DIRECTIVE >>
Collect each line of the data below that contains the string "rocky". Treat uppercase and lowercase letters as different.
════════════════════
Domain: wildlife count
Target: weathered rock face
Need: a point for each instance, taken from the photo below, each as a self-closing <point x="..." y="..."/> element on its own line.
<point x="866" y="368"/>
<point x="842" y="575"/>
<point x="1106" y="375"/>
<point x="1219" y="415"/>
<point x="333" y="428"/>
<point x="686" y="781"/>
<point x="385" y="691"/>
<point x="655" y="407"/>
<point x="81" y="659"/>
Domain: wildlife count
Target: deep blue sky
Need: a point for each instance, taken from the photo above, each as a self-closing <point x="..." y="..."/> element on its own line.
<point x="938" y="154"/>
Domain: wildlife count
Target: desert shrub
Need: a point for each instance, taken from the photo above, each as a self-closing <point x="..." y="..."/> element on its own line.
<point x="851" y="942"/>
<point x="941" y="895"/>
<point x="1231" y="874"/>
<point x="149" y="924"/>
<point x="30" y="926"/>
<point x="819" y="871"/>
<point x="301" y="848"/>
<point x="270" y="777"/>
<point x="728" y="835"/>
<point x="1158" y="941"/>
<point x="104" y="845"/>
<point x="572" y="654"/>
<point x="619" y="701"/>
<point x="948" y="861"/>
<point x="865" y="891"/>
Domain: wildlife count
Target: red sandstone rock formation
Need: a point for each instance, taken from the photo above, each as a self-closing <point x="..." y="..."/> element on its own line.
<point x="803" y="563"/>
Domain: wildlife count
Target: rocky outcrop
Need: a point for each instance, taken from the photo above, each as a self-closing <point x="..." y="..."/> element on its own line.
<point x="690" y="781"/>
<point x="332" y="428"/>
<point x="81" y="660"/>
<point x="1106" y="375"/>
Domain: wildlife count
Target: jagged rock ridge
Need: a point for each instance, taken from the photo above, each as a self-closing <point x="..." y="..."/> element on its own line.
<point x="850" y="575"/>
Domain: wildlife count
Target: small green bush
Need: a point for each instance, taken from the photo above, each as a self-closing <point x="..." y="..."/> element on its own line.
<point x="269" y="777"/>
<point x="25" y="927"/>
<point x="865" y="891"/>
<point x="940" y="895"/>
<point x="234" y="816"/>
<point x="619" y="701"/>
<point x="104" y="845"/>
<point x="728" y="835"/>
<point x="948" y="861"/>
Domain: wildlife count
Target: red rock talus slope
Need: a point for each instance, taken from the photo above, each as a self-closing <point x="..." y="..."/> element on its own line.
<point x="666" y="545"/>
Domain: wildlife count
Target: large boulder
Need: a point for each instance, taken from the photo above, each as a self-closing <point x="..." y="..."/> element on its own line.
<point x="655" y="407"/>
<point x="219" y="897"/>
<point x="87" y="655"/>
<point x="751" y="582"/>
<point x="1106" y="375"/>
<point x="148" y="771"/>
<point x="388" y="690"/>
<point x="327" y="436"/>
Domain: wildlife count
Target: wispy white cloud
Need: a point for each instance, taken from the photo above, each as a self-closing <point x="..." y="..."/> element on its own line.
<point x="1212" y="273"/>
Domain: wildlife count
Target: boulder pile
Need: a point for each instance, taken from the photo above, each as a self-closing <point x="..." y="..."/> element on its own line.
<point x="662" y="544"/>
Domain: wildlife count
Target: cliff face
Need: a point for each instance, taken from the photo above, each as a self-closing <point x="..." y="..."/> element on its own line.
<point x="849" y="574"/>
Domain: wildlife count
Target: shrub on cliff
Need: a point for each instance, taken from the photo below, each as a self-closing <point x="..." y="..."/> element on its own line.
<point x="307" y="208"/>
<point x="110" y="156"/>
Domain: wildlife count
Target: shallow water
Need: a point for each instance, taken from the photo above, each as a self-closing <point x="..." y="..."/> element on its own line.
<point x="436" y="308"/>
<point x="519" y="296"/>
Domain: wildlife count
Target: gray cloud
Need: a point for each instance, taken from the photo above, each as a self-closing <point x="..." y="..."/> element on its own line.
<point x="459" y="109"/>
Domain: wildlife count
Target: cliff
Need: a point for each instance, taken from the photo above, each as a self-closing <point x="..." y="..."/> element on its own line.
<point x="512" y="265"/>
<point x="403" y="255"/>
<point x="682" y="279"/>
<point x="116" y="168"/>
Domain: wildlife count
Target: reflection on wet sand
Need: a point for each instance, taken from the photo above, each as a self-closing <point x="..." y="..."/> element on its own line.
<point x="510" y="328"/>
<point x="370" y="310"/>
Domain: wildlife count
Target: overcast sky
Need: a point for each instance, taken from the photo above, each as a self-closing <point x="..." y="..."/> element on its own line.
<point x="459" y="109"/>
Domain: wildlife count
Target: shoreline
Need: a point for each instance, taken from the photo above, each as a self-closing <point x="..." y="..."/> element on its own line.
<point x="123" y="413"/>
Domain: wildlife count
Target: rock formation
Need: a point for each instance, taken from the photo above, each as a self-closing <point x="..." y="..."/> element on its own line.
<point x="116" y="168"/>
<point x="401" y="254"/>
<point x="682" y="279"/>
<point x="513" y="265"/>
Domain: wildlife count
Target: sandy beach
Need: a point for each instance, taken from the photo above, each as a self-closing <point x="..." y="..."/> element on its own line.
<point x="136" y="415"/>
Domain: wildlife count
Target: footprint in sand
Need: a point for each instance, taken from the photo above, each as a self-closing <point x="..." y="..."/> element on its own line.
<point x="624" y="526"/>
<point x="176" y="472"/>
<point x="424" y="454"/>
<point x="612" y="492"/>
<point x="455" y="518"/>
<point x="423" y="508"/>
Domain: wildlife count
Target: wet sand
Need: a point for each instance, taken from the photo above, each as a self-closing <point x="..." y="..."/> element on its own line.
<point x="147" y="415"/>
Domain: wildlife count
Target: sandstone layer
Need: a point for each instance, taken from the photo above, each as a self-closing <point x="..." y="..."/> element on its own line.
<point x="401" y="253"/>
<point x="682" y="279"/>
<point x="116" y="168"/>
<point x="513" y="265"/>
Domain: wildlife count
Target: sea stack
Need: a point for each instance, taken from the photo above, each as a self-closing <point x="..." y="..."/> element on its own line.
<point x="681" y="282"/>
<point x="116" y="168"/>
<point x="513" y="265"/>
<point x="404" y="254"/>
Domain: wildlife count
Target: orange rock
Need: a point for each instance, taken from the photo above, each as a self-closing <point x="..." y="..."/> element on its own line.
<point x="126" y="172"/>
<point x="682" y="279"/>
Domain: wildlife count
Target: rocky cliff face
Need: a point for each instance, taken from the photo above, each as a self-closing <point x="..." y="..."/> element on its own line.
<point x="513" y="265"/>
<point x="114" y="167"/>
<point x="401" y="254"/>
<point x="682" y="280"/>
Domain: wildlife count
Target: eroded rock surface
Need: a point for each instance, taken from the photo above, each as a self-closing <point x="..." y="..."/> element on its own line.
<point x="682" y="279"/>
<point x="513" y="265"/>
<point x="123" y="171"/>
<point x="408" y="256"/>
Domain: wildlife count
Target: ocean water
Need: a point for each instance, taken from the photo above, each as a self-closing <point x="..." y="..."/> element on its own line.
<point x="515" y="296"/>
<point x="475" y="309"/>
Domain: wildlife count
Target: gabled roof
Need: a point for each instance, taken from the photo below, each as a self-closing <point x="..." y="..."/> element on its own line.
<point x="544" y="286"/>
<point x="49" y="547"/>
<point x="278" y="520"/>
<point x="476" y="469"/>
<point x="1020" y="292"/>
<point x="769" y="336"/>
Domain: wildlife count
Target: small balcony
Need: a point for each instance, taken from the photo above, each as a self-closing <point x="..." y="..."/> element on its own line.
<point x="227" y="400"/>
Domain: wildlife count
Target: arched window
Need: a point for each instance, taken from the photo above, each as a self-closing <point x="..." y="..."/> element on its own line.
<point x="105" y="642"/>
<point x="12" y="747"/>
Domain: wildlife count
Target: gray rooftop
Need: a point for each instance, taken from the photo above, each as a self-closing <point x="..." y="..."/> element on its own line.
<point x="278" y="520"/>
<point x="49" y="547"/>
════════════════════
RESULT >>
Target: rocky outcrop
Target: rocky cliff face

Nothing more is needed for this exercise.